* [SELECTED PASSAGE]
+ + + + + + +
Very beautiful problem! My solution: Lemma:The circumcircle of triangle $BHC$,$k$, also passes through $Q$ Proof:construct parallelogram $ACRB$ by taking $R$ to be the symmetric of $A$ with respect to $N$.Then $\angle BRC=\angle BAC=180^{\circ} -\angle BHC$ so $R$ lies on $k$.We also have $BR\parallel AC,BH\perp AC\Rightarrow BH\perp BR$ and $HQ\perp QR$ so $HQRB$ is cyclic which proves the lemma. Now the radical axes of $\gamma$,$k$ and the circumcircle of $ABC$ concur, so $AG,HQ,BC$ all pass through the same point $S$.Since $SH\perp AN,AH\perp SN$ so $H$ is also the orthocenter of triangle $ASN$ so $\angle AGN=90^{\circ} $.But we know that since $G$ lies on $\gamma$ that $\angle AGH=90^{\circ} $ so $G,H,N$ are collinear. Now consider $T$ to be the intersection point of $MS$ and the circumcircle of $MBC$.We will prove that the circumcircle of $NGQ$ passes through $T$ and that $P,T,N$ are collinear, finishing the problem. We have that $ST\cdot SM=SB\cdot SC=SG\cdot SA=SH\cdot SQ$ which yields that $AMGT$,$MTHQ$ are cyclic.So $\angle AGT=\angle TMH=\angle TQS$ and hence $GTQS$ is cyclic.Now we have $\angle GTS=\angle GQS=\angle GNS$ so $GTNS$ is cyclic and $\angle STN=\angle SGN=90^{\circ} $ (1).We also obtain that $TQNS$ is cyclic so $\angle QTN=\angle QSN=\angle QGN$ proving that the circumcircle of $NGQ$ passes through $T$. We also easily obtain that $PA$ is also tangent to $\gamma$ so $PAGM$ is cyclic which, since we have shown that $AMTG$ is also cyclic, means that $PMTG$ is cyclic so $\angle PTM=\angle PGM=90^{\circ} $ (2). From (1) and (2) we obtain that $\angle PTM=\angle STN$ which means that $P,T,N$ are collinear and the proof is complete.
+ + + + + + +
* [DATA SHOWN]

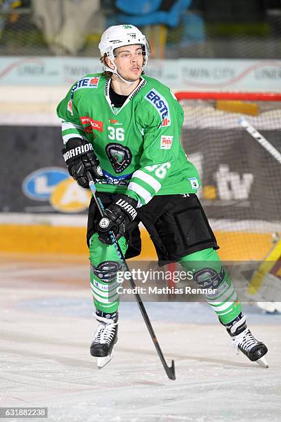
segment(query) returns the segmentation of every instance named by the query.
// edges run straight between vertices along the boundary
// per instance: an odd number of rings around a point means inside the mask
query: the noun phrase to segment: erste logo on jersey
[[[160,150],[170,150],[173,143],[174,137],[163,135],[160,141]]]
[[[74,91],[81,90],[83,88],[98,88],[99,77],[94,77],[93,78],[82,78],[78,81],[73,86],[71,90],[71,96],[73,97]]]
[[[82,116],[80,117],[80,120],[81,121],[81,123],[83,125],[89,125],[89,123],[91,125],[92,130],[99,130],[100,132],[103,132],[103,122],[99,121],[98,120],[93,120],[89,116]]]
[[[149,101],[152,106],[156,109],[160,117],[162,119],[162,126],[169,126],[171,124],[171,117],[169,110],[169,106],[165,99],[163,95],[159,94],[156,90],[151,90],[145,96],[145,98],[147,101]]]

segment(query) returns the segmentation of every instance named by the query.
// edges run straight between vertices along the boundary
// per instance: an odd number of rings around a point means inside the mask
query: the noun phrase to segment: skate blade
[[[104,357],[97,357],[96,364],[98,365],[98,368],[101,369],[102,368],[105,366],[105,365],[111,361],[112,358],[112,355],[113,355],[113,351],[112,354],[109,354],[108,356],[105,356]]]
[[[262,368],[269,368],[269,364],[267,362],[267,359],[264,356],[256,361],[257,363],[258,363],[258,365],[260,365],[260,366],[262,366]]]

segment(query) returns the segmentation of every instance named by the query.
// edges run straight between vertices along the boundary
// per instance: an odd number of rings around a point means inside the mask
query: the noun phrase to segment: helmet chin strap
[[[118,74],[118,71],[117,71],[117,66],[114,63],[114,57],[112,57],[111,55],[108,56],[112,63],[112,64],[114,66],[114,69],[111,69],[110,68],[109,68],[108,66],[105,66],[105,70],[109,70],[110,72],[112,72],[112,73],[114,73],[114,74],[116,75],[116,77],[118,77],[118,78],[120,78],[121,79],[121,81],[123,81],[123,82],[125,82],[125,83],[129,83],[129,85],[132,85],[132,83],[134,83],[136,82],[136,81],[127,81],[127,79],[125,79],[124,78],[123,78],[121,77],[121,74]],[[144,66],[142,66],[141,70],[143,70]]]

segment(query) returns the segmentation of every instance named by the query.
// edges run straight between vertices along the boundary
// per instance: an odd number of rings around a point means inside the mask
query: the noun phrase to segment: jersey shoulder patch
+ + + + + + +
* [PROBLEM TO SOLVE] Summarize the geometry proof above in three sentences.

* [EXPECTED OUTPUT] The proof first establishes a lemma that the circumcircle of triangle BHC also passes through Q, using a parallelogram ACRB in which R is the reflection of A over N. The radical axes of three circles then show that AG, HQ and BC meet at one point S, and because H is also the orthocenter of triangle ASN, the points G, H and N are collinear. With T defined as the intersection of MS and the circumcircle of MBC, a chain of cyclic quadrilaterals shows that the circumcircle of NGQ passes through T and that P, T and N are collinear, which completes the proof.